[start of DATA SHOWN]

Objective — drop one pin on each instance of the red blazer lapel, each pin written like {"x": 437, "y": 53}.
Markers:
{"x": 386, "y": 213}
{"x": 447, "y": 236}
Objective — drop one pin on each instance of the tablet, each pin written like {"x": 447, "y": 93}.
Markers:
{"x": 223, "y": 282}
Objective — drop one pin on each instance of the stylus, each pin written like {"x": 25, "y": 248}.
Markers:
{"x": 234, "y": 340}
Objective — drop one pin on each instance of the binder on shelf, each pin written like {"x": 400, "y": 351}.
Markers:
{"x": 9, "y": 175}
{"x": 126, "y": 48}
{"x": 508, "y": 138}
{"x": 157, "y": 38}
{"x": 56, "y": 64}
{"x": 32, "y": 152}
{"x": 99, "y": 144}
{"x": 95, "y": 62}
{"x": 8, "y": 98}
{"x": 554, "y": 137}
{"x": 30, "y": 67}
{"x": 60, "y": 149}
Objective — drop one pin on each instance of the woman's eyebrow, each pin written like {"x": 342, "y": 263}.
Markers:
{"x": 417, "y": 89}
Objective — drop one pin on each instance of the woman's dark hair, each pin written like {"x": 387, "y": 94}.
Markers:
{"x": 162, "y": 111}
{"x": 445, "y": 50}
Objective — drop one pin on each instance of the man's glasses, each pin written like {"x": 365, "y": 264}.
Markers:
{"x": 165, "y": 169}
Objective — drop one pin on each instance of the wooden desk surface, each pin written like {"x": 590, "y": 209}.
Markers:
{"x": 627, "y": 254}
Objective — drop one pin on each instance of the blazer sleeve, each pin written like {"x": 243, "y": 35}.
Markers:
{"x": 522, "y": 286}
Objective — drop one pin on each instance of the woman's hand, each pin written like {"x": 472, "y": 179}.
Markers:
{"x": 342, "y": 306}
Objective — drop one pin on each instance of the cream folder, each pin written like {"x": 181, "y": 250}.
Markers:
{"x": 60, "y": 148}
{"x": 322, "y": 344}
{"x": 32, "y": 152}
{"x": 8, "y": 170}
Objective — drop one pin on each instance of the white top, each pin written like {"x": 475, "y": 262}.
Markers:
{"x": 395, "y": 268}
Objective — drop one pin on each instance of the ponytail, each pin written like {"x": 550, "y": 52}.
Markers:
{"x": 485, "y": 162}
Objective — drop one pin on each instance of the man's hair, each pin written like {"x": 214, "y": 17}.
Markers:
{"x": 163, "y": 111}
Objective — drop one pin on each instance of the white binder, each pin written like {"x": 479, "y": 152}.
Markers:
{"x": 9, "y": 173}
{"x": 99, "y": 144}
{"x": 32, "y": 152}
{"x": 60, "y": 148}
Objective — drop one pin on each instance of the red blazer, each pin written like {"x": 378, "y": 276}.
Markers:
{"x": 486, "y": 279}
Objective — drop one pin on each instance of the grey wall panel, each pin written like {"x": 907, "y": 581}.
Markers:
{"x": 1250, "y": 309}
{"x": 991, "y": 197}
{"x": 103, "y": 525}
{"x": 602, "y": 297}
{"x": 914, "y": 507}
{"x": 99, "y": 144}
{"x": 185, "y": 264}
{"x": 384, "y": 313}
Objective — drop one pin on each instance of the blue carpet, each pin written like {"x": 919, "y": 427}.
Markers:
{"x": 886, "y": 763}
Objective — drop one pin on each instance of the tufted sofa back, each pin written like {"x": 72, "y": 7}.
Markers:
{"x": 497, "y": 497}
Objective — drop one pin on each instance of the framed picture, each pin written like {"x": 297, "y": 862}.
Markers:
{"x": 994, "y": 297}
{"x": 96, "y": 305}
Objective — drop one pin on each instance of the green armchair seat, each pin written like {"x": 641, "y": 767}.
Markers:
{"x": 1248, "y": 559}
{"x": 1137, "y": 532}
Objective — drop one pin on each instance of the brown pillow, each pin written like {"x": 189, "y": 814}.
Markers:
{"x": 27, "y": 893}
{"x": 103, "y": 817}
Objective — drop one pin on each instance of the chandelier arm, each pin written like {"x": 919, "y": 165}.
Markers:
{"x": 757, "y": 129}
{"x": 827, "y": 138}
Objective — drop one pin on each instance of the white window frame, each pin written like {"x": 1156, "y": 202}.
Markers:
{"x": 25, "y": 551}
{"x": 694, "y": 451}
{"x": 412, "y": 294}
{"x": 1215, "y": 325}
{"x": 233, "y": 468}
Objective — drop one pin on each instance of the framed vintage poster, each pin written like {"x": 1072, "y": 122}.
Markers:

[end of DATA SHOWN]

Reformat every line of the data above as a numbered list, leaving out any blank lines.

1. Objective — drop one pin on each instance of the red blazer lapel, each pin written like {"x": 437, "y": 53}.
2. Markers:
3. {"x": 386, "y": 213}
4. {"x": 447, "y": 236}
5. Objective — drop one pin on each instance of the tablet, each pin written like {"x": 447, "y": 93}.
6. Markers:
7. {"x": 223, "y": 282}
8. Objective — drop one pin on each instance of the stylus, each pin written like {"x": 25, "y": 248}.
9. Markers:
10. {"x": 234, "y": 340}
11. Objective — drop one pin on each instance of the binder on shelf, each pin written like {"x": 400, "y": 351}.
12. Markers:
13. {"x": 9, "y": 175}
14. {"x": 126, "y": 48}
15. {"x": 508, "y": 138}
16. {"x": 157, "y": 38}
17. {"x": 56, "y": 64}
18. {"x": 32, "y": 152}
19. {"x": 99, "y": 144}
20. {"x": 95, "y": 62}
21. {"x": 8, "y": 98}
22. {"x": 554, "y": 137}
23. {"x": 30, "y": 67}
24. {"x": 60, "y": 149}
25. Objective — drop one pin on each instance of the woman's eyebrow, each pin written like {"x": 342, "y": 263}.
26. Markers:
27. {"x": 417, "y": 89}
28. Objective — drop one pin on each instance of the woman's dark hair, each pin written like {"x": 387, "y": 94}.
29. Markers:
30. {"x": 162, "y": 111}
31. {"x": 445, "y": 50}
32. Objective — drop one pin on each instance of the man's glasses, each pin written like {"x": 365, "y": 264}.
33. Markers:
34. {"x": 165, "y": 169}
35. Objective — drop one pin on each instance of the wooden desk surface, each pin written like {"x": 590, "y": 209}.
36. Markers:
37. {"x": 627, "y": 254}
38. Objective — drop one pin on each instance of the blazer sleeve, each pin written like {"x": 243, "y": 35}.
39. Markers:
40. {"x": 522, "y": 286}
41. Objective — drop one pin on each instance of the woman's hand, each pin written like {"x": 472, "y": 179}.
42. Markers:
43. {"x": 342, "y": 306}
44. Objective — drop one pin on each instance of the cream folder, each pin written like {"x": 181, "y": 250}.
45. Markers:
46. {"x": 60, "y": 148}
47. {"x": 322, "y": 344}
48. {"x": 32, "y": 152}
49. {"x": 8, "y": 170}
50. Objective — drop one pin on each instance of the white top, each pin written like {"x": 475, "y": 262}.
51. Markers:
52. {"x": 395, "y": 268}
53. Objective — drop one pin on each instance of the ponytail, each pin written like {"x": 550, "y": 52}.
54. Markers:
55. {"x": 485, "y": 162}
56. Objective — drop one pin on each instance of the man's hair, each pin written like {"x": 214, "y": 17}.
57. Markers:
58. {"x": 163, "y": 111}
59. Objective — drop one pin on each instance of the white binder, each pin written like {"x": 479, "y": 152}.
60. Markers:
61. {"x": 9, "y": 173}
62. {"x": 99, "y": 144}
63. {"x": 32, "y": 152}
64. {"x": 60, "y": 148}
65. Objective — drop one pin on each instance of the red blazer, each pin written like {"x": 378, "y": 276}.
66. Markers:
67. {"x": 486, "y": 279}
68. Objective — drop one pin on each instance of the grey wall panel, each pin written like {"x": 907, "y": 581}.
69. Markers:
70. {"x": 1250, "y": 309}
71. {"x": 991, "y": 197}
72. {"x": 103, "y": 525}
73. {"x": 602, "y": 297}
74. {"x": 914, "y": 507}
75. {"x": 99, "y": 144}
76. {"x": 185, "y": 264}
77. {"x": 384, "y": 313}
78. Objective — drop one pin on each instance of the blue carpet, each pin written like {"x": 919, "y": 427}.
79. Markers:
80. {"x": 886, "y": 763}
81. Objective — drop one pin on each instance of the tufted sofa back, each pin written like {"x": 72, "y": 7}.
82. Markers:
83. {"x": 497, "y": 497}
84. Objective — drop one pin on each instance of the framed picture, each pin written like {"x": 297, "y": 862}.
85. Markers:
86. {"x": 994, "y": 297}
87. {"x": 96, "y": 305}
88. Objective — drop one pin on each instance of the green armchair seat, each pin written like {"x": 641, "y": 767}.
89. Markers:
90. {"x": 1248, "y": 559}
91. {"x": 1137, "y": 532}
92. Objective — drop one pin on each instance of the brown pillow, each pin written like {"x": 189, "y": 814}.
93. Markers:
94. {"x": 27, "y": 893}
95. {"x": 103, "y": 817}
96. Objective — drop one pin on each instance of the chandelier arm, each pin written like {"x": 919, "y": 165}.
97. Markers:
98. {"x": 757, "y": 129}
99. {"x": 827, "y": 138}
100. Objective — drop one pin on each instance of the white window frame, each pin written like {"x": 1156, "y": 202}.
101. Markers:
102. {"x": 25, "y": 551}
103. {"x": 694, "y": 451}
104. {"x": 412, "y": 294}
105. {"x": 1215, "y": 325}
106. {"x": 233, "y": 468}
107. Objective — drop one pin on each instance of the framed vintage poster, each pin written like {"x": 1072, "y": 122}.
108. Markers:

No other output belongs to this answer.